→ Information:
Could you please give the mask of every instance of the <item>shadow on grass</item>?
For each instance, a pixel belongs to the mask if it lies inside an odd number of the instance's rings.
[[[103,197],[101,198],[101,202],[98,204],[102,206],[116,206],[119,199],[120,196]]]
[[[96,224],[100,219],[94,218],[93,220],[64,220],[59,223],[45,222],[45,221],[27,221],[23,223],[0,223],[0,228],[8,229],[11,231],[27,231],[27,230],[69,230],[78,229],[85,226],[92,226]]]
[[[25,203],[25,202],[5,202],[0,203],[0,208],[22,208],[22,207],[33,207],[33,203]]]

...

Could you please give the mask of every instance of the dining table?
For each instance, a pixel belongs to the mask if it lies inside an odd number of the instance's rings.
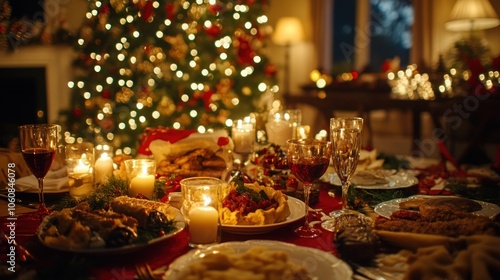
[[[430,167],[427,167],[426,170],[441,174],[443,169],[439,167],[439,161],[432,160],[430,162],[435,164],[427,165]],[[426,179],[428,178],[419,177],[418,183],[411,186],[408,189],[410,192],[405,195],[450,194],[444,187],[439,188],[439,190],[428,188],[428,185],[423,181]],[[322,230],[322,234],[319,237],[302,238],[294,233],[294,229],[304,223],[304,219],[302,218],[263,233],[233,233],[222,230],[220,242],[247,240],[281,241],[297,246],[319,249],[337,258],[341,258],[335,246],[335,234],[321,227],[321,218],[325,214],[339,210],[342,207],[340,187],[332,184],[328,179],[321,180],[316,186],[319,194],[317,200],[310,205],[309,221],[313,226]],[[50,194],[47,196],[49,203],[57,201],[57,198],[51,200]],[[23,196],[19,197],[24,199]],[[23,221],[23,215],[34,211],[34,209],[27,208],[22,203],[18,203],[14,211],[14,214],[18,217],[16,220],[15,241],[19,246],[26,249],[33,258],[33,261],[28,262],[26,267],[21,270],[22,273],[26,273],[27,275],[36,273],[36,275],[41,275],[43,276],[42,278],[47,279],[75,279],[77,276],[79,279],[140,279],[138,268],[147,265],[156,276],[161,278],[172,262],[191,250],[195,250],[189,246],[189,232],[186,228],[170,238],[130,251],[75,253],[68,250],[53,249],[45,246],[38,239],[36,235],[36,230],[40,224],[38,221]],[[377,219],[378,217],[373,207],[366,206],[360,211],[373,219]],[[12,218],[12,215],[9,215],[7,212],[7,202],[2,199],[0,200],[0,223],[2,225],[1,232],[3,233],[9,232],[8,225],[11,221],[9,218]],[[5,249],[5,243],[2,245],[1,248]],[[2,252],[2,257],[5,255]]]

→ Exercise instructions:
In the material above, please count the lines that hold the word "give" and answer with only that number.

→ Solution to the exercise:
2